## EXERCISES TO COMPLETE
A) In the Teemant configuration text, what does it say AI Contexts give the AI, and what is that meant to ensure? Answer in one to three sentences.
B) Write the next part of the Teemant configuration text, starting after its last sentence on Global Contexts.

## EXTRACT PROVIDED
○ ○ ○ ○
It is used to manage:


  • general workspace configuration,
  • administrators and registered agent users,
  • communication channels (e.g. WhatsApp, email, other channels),
  • environment-level settings (development, test, production).

Workspace settings control who can access the platform, through which channels, and under which permissions.


No business logic is defined here — it is purely operational and administrative.

🔗 Transports

Transports define the technical means of data transfer between Teemant and external systems.


Examples include:


  • SFTP push or pull,
  • file-based exchanges,
  • email-based transfers.

A transport answers the question:


👉 “How does data physically move between systems?”


It does not define:


  • what data is exchanged,
  • when it is exchanged,
  • or how it is interpreted.


🔄 Tasks

Tasks are used to scan, import, or synchronize external data sources.


They typically:


  • monitor external databases or file locations,
  • trigger imports,
  • update Entities with new or changed data.


Tasks focus on data ingestion and synchronization, not user interaction.


🧠 AI Contexts

AI Contexts define the behavioral and semantic environment in which the AI operates.


They provide the AI with background information, intent, and communication rules, ensuring that interactions remain consistent, relevant, and aligned with business expectations.


AI Contexts are used by both:


  • conversational agents (chatbots),
  • and email automation processes.

🌐 Global Contexts

Global Contexts describe general, cross-cutting information that applies to the entire organization or workspace.
○ ○ ○ ○
## DATASET EXCERPTS
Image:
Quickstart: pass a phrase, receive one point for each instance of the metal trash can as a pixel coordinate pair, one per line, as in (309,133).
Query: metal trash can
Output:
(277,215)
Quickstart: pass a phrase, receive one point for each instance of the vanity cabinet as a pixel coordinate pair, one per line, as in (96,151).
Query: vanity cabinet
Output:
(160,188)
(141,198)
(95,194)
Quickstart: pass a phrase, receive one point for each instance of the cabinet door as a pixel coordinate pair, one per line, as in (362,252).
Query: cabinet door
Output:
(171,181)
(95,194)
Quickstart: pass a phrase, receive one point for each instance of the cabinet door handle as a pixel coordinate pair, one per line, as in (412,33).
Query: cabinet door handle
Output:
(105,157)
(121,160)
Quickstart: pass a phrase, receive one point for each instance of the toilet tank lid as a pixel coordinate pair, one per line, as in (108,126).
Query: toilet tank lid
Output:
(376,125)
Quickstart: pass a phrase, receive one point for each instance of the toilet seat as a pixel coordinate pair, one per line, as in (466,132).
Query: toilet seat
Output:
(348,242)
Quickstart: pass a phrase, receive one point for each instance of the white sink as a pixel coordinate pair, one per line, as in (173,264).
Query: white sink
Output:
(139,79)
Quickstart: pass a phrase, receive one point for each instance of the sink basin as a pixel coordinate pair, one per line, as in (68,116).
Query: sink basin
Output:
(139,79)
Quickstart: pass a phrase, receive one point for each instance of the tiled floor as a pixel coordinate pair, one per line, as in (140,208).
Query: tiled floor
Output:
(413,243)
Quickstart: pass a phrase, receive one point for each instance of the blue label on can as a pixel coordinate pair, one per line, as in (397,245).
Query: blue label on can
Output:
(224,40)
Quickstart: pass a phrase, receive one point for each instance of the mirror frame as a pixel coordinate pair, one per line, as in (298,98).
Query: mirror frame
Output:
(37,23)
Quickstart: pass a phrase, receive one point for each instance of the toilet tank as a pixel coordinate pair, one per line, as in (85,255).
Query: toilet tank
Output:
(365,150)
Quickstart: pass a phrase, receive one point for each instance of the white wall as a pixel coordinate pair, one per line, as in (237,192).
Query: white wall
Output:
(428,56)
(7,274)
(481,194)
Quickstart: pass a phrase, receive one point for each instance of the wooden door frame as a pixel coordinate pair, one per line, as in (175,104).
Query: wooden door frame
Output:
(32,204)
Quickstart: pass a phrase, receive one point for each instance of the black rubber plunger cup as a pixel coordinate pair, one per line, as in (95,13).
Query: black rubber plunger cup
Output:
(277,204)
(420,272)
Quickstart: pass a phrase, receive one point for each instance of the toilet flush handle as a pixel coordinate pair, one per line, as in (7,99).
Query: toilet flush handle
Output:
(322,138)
○ ○ ○ ○
## RESULTS FOR EACH TASK
A) AI Contexts give the AI background information, intent, and communication rules. This keeps its interactions consistent, relevant, and aligned with business expectations.

B)
They typically include:


  • company or organization description,
  • general business rules or terminology,
  • overall tone and communication style,
  • common constraints or assumptions.


Global contexts act as a shared foundation that can be reused across multiple agents and processes, ensuring coherence at platform level.

🤖 Agent Contexts

Agent Contexts are specific to a given agent or use case.


They define:


  • what the agent is expected to do
    (e.g. collect incident declaration data),
  • who the users are
    (employees, customers, partners, internal teams),
  • how the agent should communicate
    (tone, level of formality, clarity requirements),
  • any role-specific or process-specific constraints.


Agent contexts allow the AI to adapt its behavior depending on the business process it supports.

🧩 Role of AI Contexts in Guides

When building AI Guides, the builder must select the appropriate Agent Context.


This selected context is then:


  • applied during each conversation, or
  • used during email processing workflows.


The context ensures that

:

  • the AI understands its role,
  • interactions remain aligned with the intended process,
  • responses are consistent across channels.


In short:


👉 AI Contexts define how the AI thinks and communicates, while Guides define what the AI does.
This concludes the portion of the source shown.